◆ **Aim**: Please collect every line of the items below that contains the string "liquor", copying each line in full. Case counts.

#### Material provided ####

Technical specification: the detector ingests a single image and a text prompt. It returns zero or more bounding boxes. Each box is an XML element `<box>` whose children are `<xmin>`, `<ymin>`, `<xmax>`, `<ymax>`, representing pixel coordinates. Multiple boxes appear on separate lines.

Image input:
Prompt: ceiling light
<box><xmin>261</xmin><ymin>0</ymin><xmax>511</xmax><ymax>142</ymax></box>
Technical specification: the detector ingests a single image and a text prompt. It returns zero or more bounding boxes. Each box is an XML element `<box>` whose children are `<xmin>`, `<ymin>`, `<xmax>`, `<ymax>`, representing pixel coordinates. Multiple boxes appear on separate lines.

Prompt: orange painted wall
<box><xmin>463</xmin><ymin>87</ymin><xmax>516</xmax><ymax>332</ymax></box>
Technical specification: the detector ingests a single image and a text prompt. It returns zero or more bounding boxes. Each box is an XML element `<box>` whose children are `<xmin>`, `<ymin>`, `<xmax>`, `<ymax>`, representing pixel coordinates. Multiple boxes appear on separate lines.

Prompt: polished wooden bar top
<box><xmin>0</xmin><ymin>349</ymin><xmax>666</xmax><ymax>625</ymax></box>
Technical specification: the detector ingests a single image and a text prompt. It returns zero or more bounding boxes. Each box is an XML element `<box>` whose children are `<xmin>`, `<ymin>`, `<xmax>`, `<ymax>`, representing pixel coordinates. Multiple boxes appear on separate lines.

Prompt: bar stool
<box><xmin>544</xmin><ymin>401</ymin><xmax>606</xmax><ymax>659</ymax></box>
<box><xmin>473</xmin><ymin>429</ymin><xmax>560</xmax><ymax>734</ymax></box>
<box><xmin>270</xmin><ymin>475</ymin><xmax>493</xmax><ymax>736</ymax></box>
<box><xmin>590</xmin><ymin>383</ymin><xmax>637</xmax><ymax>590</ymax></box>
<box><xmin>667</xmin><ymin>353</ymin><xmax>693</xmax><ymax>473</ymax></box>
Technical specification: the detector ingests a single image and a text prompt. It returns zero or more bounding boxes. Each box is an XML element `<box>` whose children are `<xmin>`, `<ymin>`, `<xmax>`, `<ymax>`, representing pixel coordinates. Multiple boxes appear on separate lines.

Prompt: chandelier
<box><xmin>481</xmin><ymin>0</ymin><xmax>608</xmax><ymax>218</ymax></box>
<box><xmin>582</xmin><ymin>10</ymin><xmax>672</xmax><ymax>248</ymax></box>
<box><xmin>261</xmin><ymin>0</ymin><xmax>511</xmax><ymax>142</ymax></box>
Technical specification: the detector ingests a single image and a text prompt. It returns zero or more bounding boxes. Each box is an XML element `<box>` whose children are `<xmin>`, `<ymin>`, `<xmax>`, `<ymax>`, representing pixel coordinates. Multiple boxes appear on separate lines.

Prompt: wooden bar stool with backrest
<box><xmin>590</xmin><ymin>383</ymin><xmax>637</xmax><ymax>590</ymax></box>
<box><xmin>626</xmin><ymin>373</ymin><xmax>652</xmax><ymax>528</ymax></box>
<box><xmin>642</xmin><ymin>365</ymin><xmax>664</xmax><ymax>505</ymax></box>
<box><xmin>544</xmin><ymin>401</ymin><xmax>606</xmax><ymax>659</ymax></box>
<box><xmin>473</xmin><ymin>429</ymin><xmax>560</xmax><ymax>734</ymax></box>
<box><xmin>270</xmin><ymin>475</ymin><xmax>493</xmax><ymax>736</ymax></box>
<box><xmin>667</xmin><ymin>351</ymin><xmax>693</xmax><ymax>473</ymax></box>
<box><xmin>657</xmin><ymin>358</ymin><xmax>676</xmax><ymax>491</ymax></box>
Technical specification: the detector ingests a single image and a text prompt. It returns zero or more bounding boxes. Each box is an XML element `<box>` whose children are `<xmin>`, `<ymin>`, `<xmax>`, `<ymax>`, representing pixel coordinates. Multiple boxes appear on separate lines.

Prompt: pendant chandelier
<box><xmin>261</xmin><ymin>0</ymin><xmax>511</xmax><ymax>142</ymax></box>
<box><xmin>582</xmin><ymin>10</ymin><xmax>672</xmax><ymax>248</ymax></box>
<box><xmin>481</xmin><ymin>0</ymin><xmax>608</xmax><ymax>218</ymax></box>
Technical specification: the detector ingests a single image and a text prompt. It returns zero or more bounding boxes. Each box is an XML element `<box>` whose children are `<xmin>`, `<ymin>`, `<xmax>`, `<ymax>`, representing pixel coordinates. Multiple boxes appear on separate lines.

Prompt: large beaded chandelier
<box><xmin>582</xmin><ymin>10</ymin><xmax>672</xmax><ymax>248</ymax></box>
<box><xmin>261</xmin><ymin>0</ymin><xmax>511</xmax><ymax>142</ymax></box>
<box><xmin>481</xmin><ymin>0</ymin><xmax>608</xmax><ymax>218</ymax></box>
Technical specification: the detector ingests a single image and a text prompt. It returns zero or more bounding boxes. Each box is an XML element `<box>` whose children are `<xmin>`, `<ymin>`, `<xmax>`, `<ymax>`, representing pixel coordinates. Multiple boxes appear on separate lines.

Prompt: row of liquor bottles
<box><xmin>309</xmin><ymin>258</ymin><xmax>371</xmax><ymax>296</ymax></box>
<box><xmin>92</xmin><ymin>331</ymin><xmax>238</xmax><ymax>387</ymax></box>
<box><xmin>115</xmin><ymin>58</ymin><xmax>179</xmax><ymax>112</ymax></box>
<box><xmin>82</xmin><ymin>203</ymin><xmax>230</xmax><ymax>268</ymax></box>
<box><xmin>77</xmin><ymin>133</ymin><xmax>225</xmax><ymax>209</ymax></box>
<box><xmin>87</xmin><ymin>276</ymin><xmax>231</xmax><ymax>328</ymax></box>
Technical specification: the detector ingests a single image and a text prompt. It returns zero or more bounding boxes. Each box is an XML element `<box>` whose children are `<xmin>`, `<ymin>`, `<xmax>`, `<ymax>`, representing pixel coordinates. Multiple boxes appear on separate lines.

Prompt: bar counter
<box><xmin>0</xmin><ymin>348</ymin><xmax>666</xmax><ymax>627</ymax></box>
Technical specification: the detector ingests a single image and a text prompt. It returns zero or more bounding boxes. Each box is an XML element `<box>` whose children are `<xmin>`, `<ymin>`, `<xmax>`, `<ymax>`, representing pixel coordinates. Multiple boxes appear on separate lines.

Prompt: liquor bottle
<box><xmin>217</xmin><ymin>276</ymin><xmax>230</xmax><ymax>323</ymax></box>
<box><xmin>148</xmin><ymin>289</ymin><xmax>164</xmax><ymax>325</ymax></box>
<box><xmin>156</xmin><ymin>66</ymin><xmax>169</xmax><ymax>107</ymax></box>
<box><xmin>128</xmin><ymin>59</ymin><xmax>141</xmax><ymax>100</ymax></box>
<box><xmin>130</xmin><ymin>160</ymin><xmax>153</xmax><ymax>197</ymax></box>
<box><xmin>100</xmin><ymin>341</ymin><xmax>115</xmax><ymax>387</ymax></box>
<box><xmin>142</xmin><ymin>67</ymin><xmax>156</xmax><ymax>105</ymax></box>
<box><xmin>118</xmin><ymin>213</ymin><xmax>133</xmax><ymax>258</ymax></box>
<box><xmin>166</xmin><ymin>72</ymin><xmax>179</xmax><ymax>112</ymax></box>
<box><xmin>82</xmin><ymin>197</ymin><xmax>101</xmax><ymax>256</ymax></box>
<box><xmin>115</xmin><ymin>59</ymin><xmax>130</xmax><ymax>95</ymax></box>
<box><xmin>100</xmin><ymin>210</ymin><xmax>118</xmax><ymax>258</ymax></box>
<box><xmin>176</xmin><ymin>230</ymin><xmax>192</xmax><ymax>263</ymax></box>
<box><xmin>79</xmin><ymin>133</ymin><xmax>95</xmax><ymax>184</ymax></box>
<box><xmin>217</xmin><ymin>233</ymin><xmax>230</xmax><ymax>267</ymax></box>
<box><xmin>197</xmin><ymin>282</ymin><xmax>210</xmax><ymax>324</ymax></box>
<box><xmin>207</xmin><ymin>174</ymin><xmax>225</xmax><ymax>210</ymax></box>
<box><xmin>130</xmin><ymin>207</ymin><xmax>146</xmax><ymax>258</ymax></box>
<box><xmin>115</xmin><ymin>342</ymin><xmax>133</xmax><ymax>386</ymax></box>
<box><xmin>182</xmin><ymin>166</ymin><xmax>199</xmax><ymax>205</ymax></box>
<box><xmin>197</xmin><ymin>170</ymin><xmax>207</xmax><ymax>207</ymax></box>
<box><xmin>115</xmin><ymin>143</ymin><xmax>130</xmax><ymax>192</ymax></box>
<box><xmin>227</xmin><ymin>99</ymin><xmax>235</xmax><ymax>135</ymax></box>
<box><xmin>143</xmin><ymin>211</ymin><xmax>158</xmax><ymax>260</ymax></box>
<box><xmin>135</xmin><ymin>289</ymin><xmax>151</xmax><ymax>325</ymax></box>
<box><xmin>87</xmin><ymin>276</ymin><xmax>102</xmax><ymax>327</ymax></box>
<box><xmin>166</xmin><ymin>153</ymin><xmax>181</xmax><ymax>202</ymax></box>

####

◆ **Correct output**:
Prompt: row of liquor bottles
Prompt: liquor bottle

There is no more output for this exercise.